Von: Thomas Borchert

Der Nato-Beitritt Finnlands und Schwedens scheint vom Tisch. Schweden gibt sich geduldig und sicher. Der türkische Präsident Erdoğan kostet seinen Sieg aus.

Helsinki – Beim Streit um die Nato-Erweiterung in Nordeuropa zeichnet sich immer klarer grünes Licht für Finnland ab, während Schweden wegen des türkischen Vetos noch warten muss. Überraschend signalisierten am Dienstag die Regierungen der beiden eigentlich gemeinsam angetretenen Beitrittskandidaten, dass sie mit diesem Splitten wohl leben können. Präsident Recep Tayyip Erdoğan hatte das vergangene Woche nach einer Koranverbrennung in Stockholm ins Spiel gebracht, als er sagte, sein Land habe kein Problem mit Finnland. Der Aufnahme Schwedens werde man aber nicht zustimmen, solange dort der Koran verbrannt werden darf.

**Arbeitsauftrag:**
Führen Sie den Artikel über die Nato-Beitritte Finnlands und Schwedens im Anschluss an seinen letzten Satz weiter.

(Gespeicherte Einträge)

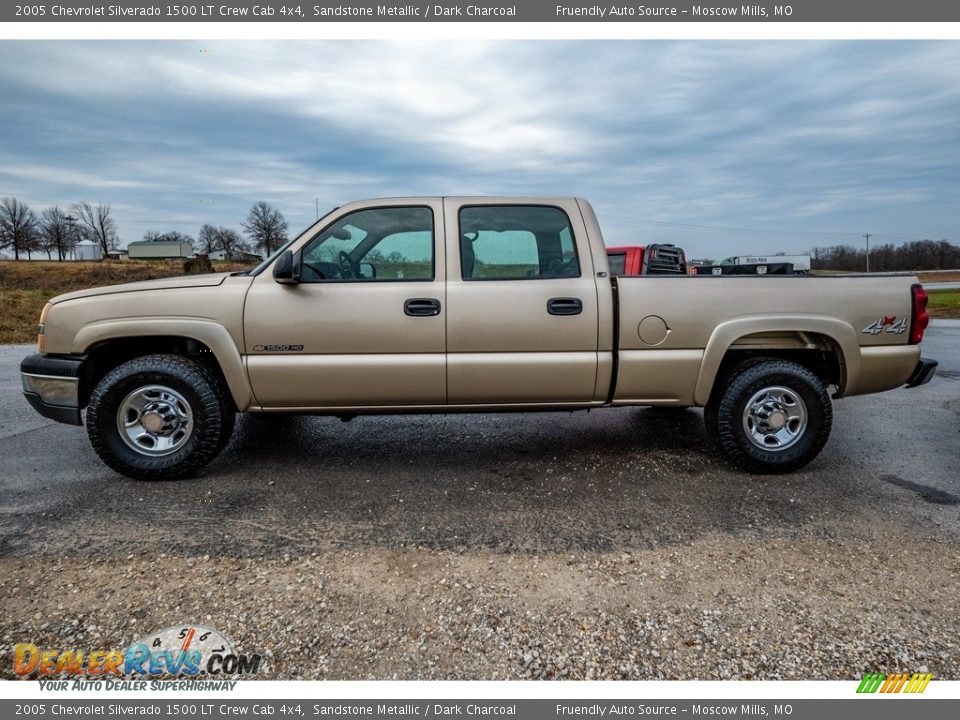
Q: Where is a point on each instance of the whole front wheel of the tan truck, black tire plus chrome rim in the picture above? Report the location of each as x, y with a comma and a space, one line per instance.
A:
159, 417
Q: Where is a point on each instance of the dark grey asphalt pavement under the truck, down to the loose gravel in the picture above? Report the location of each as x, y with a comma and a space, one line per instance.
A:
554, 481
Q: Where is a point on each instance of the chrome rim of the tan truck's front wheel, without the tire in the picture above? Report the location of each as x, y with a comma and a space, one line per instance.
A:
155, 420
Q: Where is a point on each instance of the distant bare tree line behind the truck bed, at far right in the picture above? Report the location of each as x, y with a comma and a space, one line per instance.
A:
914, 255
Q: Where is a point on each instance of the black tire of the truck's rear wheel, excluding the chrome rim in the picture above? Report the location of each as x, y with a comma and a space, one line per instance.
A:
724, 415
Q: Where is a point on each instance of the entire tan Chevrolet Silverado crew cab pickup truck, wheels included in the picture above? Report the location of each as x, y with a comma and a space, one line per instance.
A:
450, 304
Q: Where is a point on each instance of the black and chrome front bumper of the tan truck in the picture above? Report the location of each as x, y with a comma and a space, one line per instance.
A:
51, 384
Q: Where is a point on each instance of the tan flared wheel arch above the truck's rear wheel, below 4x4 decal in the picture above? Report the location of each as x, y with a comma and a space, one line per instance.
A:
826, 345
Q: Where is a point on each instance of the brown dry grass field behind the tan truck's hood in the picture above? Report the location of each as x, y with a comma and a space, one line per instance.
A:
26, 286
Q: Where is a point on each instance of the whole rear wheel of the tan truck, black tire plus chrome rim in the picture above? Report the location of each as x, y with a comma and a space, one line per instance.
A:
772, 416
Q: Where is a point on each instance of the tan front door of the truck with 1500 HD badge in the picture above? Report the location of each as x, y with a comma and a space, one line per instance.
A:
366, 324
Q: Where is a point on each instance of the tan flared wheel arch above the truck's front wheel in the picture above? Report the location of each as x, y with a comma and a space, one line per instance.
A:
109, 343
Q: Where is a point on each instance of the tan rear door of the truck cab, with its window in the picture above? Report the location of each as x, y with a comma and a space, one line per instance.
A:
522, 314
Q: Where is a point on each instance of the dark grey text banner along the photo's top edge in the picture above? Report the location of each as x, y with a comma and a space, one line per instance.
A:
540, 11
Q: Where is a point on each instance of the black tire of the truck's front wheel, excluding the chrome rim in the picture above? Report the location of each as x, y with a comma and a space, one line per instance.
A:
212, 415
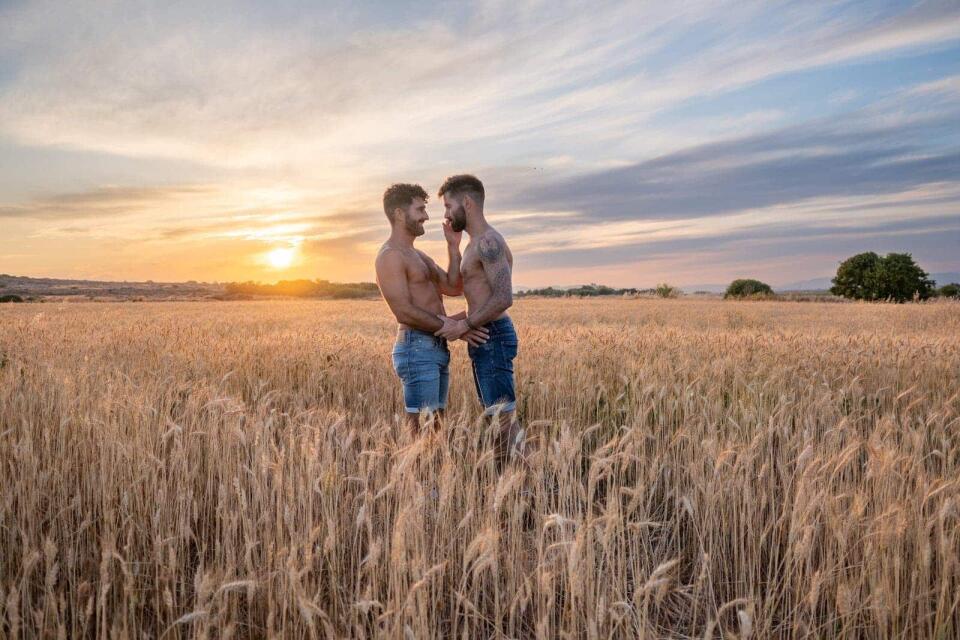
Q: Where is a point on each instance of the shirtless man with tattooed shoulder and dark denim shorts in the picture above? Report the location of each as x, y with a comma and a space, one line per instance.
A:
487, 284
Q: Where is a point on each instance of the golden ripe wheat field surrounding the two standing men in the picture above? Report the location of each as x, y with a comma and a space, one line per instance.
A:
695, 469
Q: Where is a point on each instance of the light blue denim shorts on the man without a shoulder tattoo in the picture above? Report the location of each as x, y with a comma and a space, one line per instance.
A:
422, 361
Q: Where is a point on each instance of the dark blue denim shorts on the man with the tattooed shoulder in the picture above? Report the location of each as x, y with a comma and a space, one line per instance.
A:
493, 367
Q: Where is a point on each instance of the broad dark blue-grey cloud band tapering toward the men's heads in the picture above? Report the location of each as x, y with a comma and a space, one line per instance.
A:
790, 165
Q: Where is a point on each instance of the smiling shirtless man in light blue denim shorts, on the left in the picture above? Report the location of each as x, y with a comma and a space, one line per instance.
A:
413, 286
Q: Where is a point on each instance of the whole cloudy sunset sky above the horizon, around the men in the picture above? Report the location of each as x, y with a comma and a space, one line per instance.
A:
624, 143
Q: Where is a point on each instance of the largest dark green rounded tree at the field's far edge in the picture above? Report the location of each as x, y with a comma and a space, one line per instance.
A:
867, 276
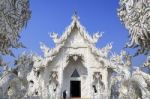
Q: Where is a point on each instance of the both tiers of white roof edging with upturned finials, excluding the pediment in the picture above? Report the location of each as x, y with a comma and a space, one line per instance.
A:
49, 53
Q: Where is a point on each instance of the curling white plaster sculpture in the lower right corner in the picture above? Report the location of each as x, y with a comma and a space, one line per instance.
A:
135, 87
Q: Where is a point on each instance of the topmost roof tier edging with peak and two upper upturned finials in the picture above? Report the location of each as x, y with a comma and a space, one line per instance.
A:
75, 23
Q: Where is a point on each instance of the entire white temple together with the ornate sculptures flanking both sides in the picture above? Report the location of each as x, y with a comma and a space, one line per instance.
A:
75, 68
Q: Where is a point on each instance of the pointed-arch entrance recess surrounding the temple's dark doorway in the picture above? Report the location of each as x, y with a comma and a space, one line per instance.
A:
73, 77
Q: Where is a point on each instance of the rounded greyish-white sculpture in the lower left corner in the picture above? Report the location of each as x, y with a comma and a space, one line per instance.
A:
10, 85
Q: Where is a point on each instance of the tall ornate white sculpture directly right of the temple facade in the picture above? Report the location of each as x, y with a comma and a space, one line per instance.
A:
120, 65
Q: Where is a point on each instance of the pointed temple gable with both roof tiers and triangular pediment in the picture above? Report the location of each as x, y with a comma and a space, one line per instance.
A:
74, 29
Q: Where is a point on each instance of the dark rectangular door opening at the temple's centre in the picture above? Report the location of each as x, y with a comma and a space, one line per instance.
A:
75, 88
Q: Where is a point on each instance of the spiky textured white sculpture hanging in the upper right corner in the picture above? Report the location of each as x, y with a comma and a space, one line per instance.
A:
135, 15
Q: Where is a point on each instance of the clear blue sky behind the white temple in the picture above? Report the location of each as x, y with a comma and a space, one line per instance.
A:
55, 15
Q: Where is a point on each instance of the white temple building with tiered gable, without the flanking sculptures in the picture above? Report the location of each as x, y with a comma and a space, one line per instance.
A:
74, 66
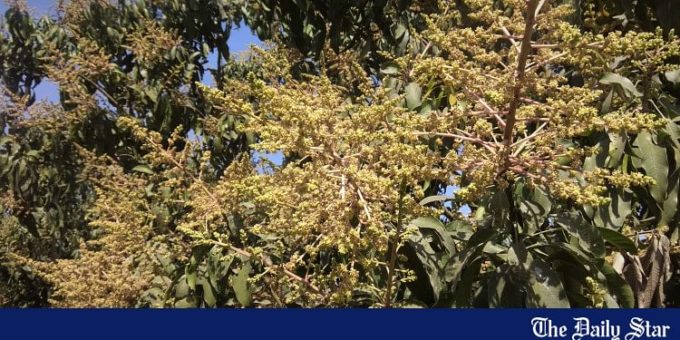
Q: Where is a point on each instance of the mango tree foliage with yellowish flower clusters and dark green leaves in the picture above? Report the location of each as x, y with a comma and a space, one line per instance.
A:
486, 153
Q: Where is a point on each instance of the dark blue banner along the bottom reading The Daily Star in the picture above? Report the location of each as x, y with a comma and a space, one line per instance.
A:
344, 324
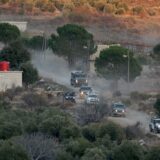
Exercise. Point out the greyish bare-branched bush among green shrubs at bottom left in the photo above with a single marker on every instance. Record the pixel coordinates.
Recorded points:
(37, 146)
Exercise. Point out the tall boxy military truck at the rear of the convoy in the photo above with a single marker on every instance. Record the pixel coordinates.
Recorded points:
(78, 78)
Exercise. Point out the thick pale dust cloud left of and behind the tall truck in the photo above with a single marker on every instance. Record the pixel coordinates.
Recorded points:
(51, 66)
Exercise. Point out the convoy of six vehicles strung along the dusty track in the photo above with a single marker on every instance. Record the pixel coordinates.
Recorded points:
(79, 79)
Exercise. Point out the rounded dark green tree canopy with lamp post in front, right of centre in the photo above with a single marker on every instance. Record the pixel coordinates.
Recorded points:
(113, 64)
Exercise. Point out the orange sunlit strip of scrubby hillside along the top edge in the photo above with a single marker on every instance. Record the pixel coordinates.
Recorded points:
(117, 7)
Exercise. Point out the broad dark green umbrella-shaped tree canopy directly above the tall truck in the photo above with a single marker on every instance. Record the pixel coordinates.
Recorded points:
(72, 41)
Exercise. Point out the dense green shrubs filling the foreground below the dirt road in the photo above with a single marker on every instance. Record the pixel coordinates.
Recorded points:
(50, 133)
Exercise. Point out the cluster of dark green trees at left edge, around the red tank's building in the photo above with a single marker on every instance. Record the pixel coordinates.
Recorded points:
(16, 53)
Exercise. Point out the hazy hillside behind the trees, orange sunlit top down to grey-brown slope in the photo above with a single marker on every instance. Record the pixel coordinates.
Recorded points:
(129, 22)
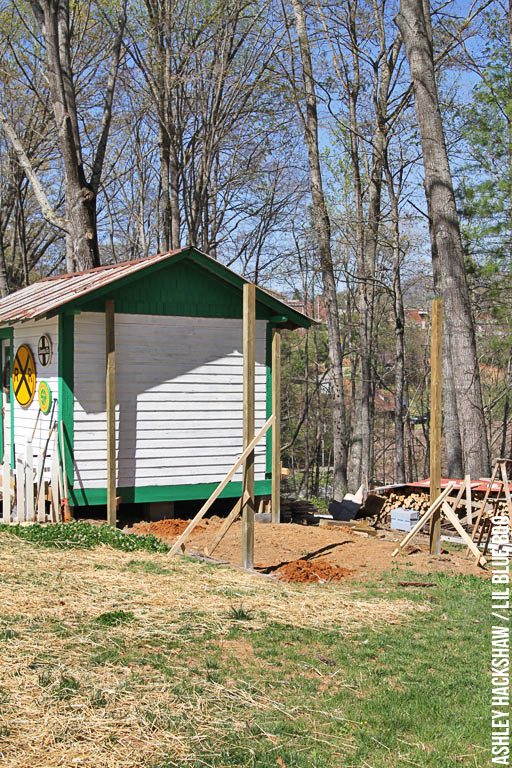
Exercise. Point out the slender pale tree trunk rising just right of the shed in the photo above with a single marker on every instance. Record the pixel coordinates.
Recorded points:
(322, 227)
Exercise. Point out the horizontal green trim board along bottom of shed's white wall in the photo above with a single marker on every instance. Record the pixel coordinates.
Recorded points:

**Antwortbereich:**
Vor der Presse in Helsinki äußerten der schwedische Außenminister Tobias Billström und sein finnischer Gastgeber Pekka Haavisto in fein aufeinander abgestimmten Statements, es komme darauf an, dass beide Länder in Zukunft „gemeinsam in der Nato sind“. Keiner von beiden nannte mehr den gemeinsamen Beitritt als Bedingung, der seit dem vor fast einem Jahr gemeinsam in Brüssel überreichten Antrag stets als höchste Priorität von beiden Regierungen herausgehoben wurde.

Streit um Nato-Beitritt: Rückzug von Schweden und Finnland

Billström meinte dazu in Helsinki, es sei klar, dass die Türkei derzeit positiver über eine finnische als eine schwedische Nato-Mitgliedschaft denkt. „Auch wenn wir ein starkes Interesse an einem gemeinsamen Beitritt haben, muss man respektieren, dass die Mitgliedschaft im Interesse des jeweils einzelnen Landes gesehen wird.“ Das war ein sorgsam verpackter Rückzug nach Maß. Jetzt hofft er, dass beide Länder beim Nato-Gipfel im Juli in Vilnius als Mitglieder vereint auftreten könnten.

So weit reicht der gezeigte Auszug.